##### Material supplied
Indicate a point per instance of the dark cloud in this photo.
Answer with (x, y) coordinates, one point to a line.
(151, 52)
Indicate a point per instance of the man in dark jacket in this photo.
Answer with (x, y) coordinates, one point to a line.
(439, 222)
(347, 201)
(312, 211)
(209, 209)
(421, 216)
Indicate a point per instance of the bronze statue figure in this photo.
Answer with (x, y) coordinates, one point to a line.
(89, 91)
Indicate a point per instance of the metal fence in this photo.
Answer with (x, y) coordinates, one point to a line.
##########
To do - Recast the lines of the records above as a numbered list, omitting any blank lines.

Result -
1. Indicate a point per instance of the dark cloud in this photo.
2. Answer with (x, y) coordinates, one point to a line.
3. (151, 52)
4. Indicate a point per instance of the man in dark jacket in this photo.
5. Answer with (x, y) coordinates, one point to a line.
6. (439, 222)
7. (347, 201)
8. (312, 211)
9. (209, 209)
10. (421, 216)
11. Indicate a point per instance of the bronze statue figure in this photo.
12. Answer with (x, y) coordinates, one point to a line.
13. (89, 91)
14. Indicate a point per instance of the metal fence in this photo.
15. Answer with (x, y) coordinates, one point to a line.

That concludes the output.